# START OF RAW RECORDS

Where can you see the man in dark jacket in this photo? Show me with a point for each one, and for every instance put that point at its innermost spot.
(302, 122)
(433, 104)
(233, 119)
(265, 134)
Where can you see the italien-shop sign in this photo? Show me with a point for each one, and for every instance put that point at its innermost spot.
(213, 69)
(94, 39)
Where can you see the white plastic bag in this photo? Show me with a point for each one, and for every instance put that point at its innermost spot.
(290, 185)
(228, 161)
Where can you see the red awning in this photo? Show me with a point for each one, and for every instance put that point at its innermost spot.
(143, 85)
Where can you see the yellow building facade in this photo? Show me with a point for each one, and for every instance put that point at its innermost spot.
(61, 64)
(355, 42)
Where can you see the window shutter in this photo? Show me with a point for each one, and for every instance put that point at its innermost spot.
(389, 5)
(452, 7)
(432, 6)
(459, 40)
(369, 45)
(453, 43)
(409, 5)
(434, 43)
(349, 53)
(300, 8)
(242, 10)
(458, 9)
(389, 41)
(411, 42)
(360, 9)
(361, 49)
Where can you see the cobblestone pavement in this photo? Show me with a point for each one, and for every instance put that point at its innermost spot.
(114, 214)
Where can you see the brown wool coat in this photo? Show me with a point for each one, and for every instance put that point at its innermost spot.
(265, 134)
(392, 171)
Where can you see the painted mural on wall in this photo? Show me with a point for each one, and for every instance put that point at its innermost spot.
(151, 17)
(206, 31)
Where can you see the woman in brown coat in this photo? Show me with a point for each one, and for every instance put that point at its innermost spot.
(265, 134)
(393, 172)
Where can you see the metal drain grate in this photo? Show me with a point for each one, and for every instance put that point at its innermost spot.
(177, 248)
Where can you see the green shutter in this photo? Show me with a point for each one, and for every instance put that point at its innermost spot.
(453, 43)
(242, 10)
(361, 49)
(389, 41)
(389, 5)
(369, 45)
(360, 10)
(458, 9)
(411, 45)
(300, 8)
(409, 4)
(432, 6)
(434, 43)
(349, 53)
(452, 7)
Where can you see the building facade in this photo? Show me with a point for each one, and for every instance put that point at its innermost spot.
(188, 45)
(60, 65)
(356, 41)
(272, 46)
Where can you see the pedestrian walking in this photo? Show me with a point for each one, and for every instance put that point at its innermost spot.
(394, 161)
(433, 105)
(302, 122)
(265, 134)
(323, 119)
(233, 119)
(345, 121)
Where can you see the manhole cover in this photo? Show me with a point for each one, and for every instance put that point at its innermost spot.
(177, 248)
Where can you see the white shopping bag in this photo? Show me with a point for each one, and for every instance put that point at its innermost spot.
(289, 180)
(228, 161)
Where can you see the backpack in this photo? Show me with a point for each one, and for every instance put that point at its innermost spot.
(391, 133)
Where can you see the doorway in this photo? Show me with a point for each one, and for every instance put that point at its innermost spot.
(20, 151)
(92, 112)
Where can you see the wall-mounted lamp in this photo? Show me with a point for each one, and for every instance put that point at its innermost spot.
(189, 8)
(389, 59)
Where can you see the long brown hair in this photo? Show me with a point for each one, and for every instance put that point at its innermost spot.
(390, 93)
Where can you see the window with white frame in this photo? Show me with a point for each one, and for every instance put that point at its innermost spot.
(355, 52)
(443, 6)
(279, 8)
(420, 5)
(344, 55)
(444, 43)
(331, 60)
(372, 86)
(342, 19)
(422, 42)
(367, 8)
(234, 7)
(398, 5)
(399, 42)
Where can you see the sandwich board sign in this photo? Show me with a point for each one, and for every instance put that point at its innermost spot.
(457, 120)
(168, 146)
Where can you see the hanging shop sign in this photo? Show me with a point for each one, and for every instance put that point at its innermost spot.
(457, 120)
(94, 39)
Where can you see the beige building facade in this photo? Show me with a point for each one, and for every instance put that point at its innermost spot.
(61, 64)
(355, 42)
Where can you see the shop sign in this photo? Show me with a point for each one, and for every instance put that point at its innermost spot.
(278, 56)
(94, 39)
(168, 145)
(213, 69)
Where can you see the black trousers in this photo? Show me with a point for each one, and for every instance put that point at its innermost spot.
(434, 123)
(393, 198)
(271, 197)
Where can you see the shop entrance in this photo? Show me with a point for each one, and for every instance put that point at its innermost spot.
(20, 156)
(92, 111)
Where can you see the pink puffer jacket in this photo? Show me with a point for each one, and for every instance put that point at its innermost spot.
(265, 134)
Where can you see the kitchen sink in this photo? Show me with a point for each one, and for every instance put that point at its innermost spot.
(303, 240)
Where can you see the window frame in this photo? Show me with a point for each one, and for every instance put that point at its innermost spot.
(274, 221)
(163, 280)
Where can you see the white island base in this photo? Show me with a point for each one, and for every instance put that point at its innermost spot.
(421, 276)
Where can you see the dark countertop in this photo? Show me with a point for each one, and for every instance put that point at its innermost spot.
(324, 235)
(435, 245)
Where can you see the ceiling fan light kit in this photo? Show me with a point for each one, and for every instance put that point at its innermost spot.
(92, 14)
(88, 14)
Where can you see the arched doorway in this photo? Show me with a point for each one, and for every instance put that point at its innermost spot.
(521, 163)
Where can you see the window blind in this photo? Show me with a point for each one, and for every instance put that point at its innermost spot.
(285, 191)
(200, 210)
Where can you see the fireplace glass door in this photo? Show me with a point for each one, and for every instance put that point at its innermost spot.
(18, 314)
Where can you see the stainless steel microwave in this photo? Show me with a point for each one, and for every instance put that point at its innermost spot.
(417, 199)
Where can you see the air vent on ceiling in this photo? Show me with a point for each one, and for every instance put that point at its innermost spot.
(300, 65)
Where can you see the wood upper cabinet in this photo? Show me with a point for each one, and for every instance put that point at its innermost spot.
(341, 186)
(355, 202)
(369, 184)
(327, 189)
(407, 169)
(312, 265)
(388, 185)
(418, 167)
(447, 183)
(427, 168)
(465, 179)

# END OF RAW RECORDS

Output the whole listing above again, word for word.

SOLUTION FOR THIS PROBLEM:
Where can you see the man in dark jacket in this photo? Show me with a point for each one, and for every instance put that point at its innermost spot.
(302, 122)
(433, 104)
(233, 119)
(265, 134)
Where can you see the italien-shop sign in this photo? Show me with a point for each one, and for every instance put that point at its innermost spot.
(213, 69)
(94, 39)
Where can you see the white plastic bag in this photo? Show me with a point for each one, and for every instance put that point at its innermost spot.
(290, 185)
(228, 161)
Where can you see the red awning in this photo? Show me with a point for each one, and for every instance put that point at its innermost spot.
(143, 85)
Where can you see the yellow building facade in this photo? Show me with a point for each one, and for every instance put that point at its innermost spot.
(61, 64)
(355, 42)
Where can you see the window shutter in this photo? Show me with a point for each one, and for every instance put that point at its innermost spot.
(389, 5)
(452, 7)
(432, 6)
(459, 40)
(369, 45)
(453, 43)
(409, 5)
(434, 43)
(349, 53)
(300, 8)
(242, 10)
(458, 9)
(389, 41)
(411, 42)
(360, 9)
(361, 49)
Where can you see the cobblestone pavement in this photo? Show me with a point for each one, and for every instance put that point at its innermost spot.
(114, 214)
Where can you see the brown wool coat in this photo? Show me with a point for each one, and for every instance put that point at its innermost spot.
(265, 134)
(392, 171)
Where can you see the painted mural on wall in this photo? Show me with a point for each one, and for every instance put that point at its innermost spot.
(151, 17)
(206, 31)
Where can you see the woman in brown coat in this photo? Show me with a point for each one, and for every instance put that point at its innermost spot.
(265, 134)
(393, 172)
Where can you see the metal drain grate in this photo? Show me with a point for each one, and for every instance put that point at its innermost spot.
(177, 248)
Where can you see the green shutter in this photo? Show me with a point for each one, and for every instance put that point at its innermost spot.
(453, 43)
(242, 10)
(361, 49)
(389, 41)
(389, 5)
(369, 45)
(360, 10)
(458, 9)
(411, 45)
(300, 8)
(409, 4)
(432, 6)
(434, 43)
(349, 53)
(452, 7)
Where can you see the building facade in this photo? Show me with a point for each one, and for every instance put that point at its innermost spot.
(188, 45)
(60, 65)
(356, 41)
(272, 46)
Where can you see the pedestrian walking in this photo? Show me with a point for each one, and for every instance put that point at its innermost spot.
(394, 161)
(433, 105)
(302, 122)
(265, 134)
(323, 119)
(233, 119)
(345, 121)
Where can you see the manhole cover in this photo? Show me with a point for each one, and for every instance put that point at its innermost spot.
(177, 248)
Where can you see the white shopping bag in this photo? Show me with a point for each one, and for every instance put that point at its innermost spot.
(289, 180)
(228, 161)
Where can you see the backpack in this photo? Show me with a point for each one, and for every instance put that point at its innermost spot.
(391, 133)
Where can you see the doorway in this photo? Show me with a point for each one, and for every instance put that point at its innermost spot.
(20, 151)
(92, 112)
Where can you see the wall-mounted lamp in this photo? Show me with a point for each one, and for every instance put that point at its innermost spot.
(189, 8)
(389, 59)
Where can you see the long brown hair in this photo? Show me with a point for each one, and for every instance put that point at its innermost spot.
(390, 93)
Where can you see the window with white frame in this photo? Show me with a point for each one, and for every instance put that point at its innermost spot.
(355, 52)
(443, 6)
(279, 8)
(420, 5)
(344, 55)
(444, 43)
(331, 60)
(372, 86)
(342, 19)
(422, 42)
(367, 8)
(234, 7)
(398, 5)
(399, 42)
Where can you see the sandwich board sign in this photo? Show me with a point for each one, and for every instance put that point at its innermost spot.
(457, 120)
(168, 146)
Where can you see the hanging shop sign in this photo? Show me with a point for each one, and for every instance put that point at its innermost spot.
(457, 120)
(94, 39)
Where can you see the beige building facade in this photo? Show me with a point for each one, and for every instance put that point at its innermost spot.
(61, 64)
(355, 42)
Where can you see the shop sign in this photo? Show me with a point for each one, and for every instance put that point at its innermost spot.
(278, 56)
(94, 39)
(168, 145)
(213, 69)
Where can you see the black trousers in this photo? Show me with a point for each one, and for every instance put that point at its innermost spot.
(434, 123)
(393, 198)
(271, 197)
Where can you see the shop entrance in this photo? Show me with a point for each one, and for every instance put that point at its innermost spot.
(20, 156)
(92, 111)
Where can you see the pink puffer jacket in this photo? Show me with a point for each one, and for every instance put that point at its innermost spot.
(265, 134)
Where can you see the kitchen sink in this photo? Show me with a point for each one, and for every instance put that point at its innermost spot.
(303, 240)
Where can you see the window frame in this photo? Show me with a point for each one, and for every instance put that point at its innermost spot.
(274, 221)
(163, 280)
Where can you see the white island base in this photo? Show me with a point for each one, and for every instance put that point at its innermost spot.
(421, 276)
Where can you see the dark countertop in this photo? Show me with a point for each one, and for every instance put that point at its innermost spot.
(324, 235)
(435, 245)
Where can you see the ceiling fan light kit in this photo? Show me with a point for each one, and for every instance put that point at its innermost spot.
(92, 14)
(88, 14)
Where can you see the arched doorway in this photo? Show me with a point for each one, and for every instance put that point at its innermost spot.
(521, 163)
Where can you see the window blind in this photo? Show me with a point for each one, and for every instance put that point at its innermost spot.
(285, 191)
(200, 210)
Where can you see the fireplace glass door in this photo? Show me with a point for each one, and for every instance put that point at its innermost spot.
(18, 314)
Where can you see the stainless steel microwave in this photo? Show me with a point for each one, and for every instance put that point at its innermost spot.
(417, 199)
Where can you see the air vent on ceiling in this photo? Show me with a point for each one, and for every instance put that point at its innermost spot.
(300, 65)
Where can you see the wood upper cabinet in this photo? Show me with a point for each one, and for every instance put that point at its innermost spot.
(341, 186)
(355, 202)
(369, 184)
(327, 189)
(407, 169)
(312, 265)
(388, 185)
(418, 167)
(447, 183)
(427, 168)
(465, 179)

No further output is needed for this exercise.